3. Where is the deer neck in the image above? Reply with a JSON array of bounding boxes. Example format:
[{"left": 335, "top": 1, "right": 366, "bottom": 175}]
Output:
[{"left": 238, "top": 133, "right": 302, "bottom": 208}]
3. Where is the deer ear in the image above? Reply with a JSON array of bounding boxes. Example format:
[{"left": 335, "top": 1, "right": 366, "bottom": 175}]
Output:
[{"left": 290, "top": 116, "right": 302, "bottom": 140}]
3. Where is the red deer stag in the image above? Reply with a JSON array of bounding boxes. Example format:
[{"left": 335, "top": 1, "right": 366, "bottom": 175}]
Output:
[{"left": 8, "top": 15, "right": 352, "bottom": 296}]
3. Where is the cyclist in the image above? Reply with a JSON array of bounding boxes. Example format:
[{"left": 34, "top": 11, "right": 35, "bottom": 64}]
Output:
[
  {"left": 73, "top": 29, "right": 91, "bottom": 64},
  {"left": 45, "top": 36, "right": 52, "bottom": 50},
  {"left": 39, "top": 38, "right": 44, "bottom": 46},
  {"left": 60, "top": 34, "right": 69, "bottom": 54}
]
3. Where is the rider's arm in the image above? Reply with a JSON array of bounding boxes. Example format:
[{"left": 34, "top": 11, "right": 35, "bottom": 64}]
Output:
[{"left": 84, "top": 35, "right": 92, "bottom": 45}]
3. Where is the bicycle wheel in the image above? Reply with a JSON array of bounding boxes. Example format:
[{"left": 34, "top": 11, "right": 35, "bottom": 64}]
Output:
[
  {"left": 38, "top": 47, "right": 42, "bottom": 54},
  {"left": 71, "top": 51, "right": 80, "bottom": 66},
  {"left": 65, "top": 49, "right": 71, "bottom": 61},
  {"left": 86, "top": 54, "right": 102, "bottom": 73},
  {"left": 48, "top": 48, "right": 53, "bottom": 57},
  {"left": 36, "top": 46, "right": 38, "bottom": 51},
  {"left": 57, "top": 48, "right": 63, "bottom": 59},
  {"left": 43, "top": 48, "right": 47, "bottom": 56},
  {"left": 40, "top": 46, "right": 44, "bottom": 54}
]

================================

- **WHAT YOU ARE ASKED TO DO**
Pull out every line of the entries that includes the word "above".

- **RESPONSE TO THIS EXERCISE**
3. Where is the deer neck in the image above? Reply with a JSON array of bounding boxes. Example format:
3. Where is the deer ear in the image above? Reply with a JSON array of bounding boxes. Example format:
3. Where is the red deer stag in the image above? Reply with a JSON array of bounding boxes. Example format:
3. Where is the cyclist in the image above? Reply with a JSON array of bounding boxes. Example format:
3. Where is the rider's arm in the image above? Reply with a JSON array of bounding boxes. Example format:
3. Where is the bicycle wheel in the image above? Reply with a JSON array of bounding boxes. Example format:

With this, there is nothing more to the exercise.